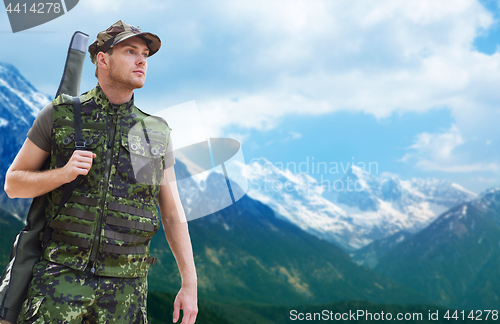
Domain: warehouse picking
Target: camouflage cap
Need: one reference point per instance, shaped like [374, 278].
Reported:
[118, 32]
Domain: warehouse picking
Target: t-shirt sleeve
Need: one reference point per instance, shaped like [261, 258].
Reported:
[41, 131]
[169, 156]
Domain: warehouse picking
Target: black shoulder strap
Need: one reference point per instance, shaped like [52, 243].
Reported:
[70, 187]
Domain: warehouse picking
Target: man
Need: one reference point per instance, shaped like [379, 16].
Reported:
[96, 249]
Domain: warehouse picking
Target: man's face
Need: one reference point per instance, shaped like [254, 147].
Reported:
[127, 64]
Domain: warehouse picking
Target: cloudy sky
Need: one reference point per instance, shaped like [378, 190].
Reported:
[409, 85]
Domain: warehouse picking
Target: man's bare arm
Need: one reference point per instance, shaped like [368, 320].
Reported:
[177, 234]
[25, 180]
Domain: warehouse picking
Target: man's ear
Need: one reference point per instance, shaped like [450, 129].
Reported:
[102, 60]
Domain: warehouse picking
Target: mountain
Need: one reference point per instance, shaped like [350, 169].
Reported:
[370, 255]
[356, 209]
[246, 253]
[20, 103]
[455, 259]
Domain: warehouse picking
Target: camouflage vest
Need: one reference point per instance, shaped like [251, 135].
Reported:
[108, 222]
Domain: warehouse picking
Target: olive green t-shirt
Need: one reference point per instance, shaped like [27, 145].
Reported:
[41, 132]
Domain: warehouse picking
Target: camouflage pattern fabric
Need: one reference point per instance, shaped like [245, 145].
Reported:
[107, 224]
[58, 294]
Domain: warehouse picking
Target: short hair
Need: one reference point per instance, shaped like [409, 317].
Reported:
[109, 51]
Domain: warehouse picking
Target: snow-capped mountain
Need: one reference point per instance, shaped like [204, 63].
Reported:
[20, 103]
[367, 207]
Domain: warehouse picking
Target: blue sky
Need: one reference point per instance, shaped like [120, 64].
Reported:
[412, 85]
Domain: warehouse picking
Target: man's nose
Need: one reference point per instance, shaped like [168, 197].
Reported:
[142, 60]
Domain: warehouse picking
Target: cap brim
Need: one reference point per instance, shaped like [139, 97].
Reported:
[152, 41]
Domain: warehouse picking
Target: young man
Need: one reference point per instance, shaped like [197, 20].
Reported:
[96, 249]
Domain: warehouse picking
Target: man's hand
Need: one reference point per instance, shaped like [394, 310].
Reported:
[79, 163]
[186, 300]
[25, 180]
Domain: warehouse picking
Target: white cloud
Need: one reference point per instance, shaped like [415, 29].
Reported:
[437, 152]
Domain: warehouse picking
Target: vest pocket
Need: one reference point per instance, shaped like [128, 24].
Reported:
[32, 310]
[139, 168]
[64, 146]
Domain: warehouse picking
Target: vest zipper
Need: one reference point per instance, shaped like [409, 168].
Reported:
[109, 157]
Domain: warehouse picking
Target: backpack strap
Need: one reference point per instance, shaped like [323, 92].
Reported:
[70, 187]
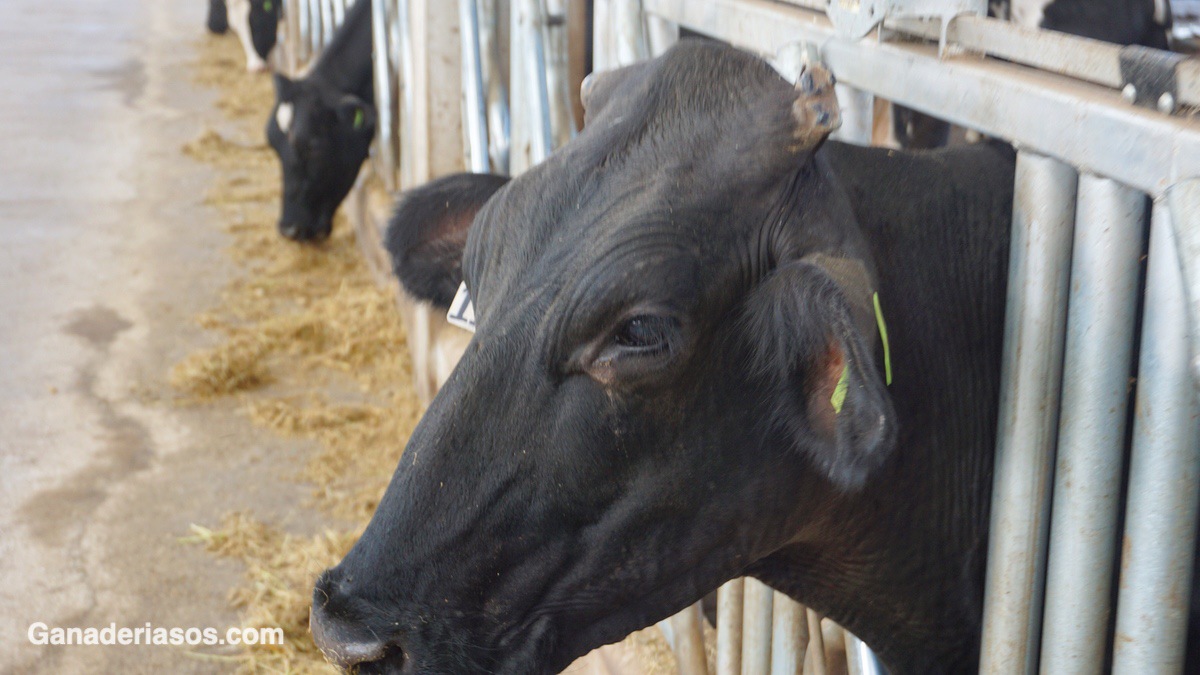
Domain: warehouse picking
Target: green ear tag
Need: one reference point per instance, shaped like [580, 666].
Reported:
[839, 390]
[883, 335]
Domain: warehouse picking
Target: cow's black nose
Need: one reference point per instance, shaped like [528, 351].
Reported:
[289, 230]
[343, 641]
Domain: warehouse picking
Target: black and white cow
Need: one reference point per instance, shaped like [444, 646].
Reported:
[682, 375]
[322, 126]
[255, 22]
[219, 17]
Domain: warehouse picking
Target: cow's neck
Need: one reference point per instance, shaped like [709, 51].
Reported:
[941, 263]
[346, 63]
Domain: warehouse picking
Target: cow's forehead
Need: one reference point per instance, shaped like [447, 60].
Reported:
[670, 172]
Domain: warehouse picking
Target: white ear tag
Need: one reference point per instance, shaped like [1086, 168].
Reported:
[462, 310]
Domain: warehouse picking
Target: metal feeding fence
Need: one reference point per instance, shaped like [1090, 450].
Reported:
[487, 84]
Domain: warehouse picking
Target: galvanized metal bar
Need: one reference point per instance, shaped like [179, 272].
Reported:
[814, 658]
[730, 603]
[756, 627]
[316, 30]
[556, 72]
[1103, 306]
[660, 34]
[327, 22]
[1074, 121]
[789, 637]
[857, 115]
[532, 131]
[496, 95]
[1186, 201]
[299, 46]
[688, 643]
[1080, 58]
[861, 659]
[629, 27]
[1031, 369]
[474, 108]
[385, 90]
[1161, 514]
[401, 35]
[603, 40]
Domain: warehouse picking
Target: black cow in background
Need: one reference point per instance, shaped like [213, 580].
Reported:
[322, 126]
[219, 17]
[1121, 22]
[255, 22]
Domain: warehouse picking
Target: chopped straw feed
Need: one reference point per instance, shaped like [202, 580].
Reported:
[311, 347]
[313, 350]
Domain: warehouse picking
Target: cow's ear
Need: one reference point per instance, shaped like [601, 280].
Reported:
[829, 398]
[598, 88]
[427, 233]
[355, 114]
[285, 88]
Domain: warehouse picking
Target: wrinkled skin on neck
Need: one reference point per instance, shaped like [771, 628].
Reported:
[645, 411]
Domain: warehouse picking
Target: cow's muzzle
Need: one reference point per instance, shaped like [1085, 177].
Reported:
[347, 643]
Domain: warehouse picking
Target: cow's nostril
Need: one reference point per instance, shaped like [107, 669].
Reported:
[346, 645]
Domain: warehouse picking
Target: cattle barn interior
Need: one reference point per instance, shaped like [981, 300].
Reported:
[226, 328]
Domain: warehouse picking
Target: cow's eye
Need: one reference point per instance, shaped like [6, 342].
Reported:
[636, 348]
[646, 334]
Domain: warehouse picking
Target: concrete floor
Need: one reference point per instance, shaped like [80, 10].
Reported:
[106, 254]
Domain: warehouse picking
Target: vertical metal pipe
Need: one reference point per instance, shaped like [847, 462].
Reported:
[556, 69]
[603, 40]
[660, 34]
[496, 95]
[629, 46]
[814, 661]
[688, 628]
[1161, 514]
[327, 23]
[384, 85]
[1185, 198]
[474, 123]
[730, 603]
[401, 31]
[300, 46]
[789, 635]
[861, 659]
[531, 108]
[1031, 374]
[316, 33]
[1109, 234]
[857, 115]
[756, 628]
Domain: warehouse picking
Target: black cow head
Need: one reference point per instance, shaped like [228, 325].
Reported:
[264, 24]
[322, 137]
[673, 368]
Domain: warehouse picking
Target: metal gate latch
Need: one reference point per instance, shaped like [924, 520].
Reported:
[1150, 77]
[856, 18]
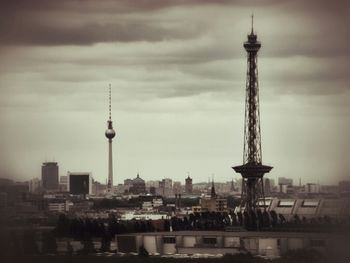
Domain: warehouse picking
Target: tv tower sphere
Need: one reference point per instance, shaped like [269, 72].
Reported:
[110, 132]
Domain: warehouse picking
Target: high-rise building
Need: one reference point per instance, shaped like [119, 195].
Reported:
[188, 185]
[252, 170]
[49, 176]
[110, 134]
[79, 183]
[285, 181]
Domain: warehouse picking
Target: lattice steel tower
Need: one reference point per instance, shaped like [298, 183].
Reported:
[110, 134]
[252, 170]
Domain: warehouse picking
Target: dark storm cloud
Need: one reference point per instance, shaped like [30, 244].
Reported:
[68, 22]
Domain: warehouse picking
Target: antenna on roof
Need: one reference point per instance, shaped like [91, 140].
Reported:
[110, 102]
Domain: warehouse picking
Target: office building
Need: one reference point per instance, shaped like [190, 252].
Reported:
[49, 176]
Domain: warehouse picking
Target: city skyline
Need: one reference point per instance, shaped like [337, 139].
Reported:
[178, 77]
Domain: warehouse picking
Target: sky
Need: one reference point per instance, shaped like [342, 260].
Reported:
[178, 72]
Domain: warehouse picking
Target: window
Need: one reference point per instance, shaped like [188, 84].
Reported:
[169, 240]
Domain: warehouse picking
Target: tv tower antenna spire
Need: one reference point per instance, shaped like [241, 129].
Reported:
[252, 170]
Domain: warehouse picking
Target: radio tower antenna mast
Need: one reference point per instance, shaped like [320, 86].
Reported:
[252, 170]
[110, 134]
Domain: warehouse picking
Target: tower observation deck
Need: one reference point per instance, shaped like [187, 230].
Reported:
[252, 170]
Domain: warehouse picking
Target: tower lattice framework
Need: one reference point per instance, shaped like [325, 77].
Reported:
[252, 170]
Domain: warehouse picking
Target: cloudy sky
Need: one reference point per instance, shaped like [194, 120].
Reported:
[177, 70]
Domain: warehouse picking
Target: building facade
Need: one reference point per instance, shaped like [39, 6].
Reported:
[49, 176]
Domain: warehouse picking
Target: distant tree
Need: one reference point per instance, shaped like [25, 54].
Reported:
──────
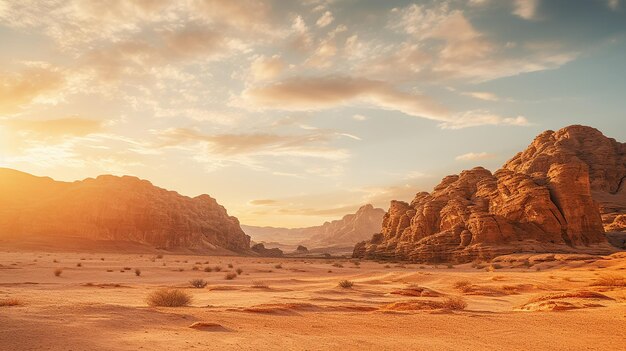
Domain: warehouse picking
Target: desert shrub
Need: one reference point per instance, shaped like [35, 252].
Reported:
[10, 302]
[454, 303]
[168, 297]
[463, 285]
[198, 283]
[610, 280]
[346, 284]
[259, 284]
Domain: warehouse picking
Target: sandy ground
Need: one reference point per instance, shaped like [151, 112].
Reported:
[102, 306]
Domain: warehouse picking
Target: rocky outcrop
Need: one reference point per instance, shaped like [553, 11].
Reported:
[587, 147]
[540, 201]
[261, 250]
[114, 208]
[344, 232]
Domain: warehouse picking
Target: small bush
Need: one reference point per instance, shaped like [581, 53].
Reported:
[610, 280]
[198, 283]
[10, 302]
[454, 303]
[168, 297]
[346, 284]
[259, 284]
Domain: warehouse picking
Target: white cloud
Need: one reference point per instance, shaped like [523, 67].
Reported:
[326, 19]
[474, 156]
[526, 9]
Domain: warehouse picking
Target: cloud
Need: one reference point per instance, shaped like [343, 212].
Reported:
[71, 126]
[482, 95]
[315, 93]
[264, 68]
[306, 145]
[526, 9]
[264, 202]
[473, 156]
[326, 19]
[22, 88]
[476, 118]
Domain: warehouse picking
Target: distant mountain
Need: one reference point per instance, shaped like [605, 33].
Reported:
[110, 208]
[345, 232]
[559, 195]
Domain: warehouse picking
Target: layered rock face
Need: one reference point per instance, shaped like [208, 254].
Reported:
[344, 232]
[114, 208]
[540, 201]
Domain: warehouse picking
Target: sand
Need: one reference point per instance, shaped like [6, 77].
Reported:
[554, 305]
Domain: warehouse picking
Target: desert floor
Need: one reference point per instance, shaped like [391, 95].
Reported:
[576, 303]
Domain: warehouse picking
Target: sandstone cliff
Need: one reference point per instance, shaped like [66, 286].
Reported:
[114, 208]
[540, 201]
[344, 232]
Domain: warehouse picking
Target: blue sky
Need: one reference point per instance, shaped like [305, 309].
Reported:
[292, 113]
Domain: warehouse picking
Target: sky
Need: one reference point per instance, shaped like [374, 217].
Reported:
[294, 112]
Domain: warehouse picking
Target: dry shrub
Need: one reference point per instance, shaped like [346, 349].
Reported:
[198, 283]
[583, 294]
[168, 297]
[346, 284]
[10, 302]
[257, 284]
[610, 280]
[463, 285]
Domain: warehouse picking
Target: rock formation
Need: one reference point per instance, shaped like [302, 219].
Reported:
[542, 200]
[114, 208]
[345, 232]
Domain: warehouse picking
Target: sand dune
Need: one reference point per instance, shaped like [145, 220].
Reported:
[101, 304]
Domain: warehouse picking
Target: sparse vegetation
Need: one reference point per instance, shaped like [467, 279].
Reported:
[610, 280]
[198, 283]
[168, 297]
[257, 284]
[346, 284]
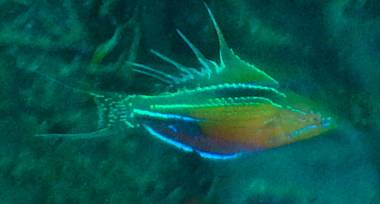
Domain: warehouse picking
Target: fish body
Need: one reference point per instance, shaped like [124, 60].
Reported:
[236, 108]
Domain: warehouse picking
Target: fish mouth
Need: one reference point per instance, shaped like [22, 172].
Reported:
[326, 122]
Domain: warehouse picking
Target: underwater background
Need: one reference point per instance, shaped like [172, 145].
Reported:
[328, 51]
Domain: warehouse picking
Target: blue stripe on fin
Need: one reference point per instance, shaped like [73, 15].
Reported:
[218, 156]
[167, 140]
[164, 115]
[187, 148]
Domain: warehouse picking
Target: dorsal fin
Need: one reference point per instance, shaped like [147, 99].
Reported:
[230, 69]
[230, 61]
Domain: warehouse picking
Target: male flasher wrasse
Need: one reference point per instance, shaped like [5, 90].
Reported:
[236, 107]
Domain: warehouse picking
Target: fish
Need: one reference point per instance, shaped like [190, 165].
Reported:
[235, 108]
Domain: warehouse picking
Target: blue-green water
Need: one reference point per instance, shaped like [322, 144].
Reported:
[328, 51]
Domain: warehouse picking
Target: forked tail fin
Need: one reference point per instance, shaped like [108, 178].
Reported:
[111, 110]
──────
• DIRECTION
Select every line in the rows above that contains the string "green", and copy each of those lines in full. Treat uppercase and lowercase letters as different.

• FINAL RESULT
Target: olive green t-shirt
Target: green ear tag
Target: blue-green water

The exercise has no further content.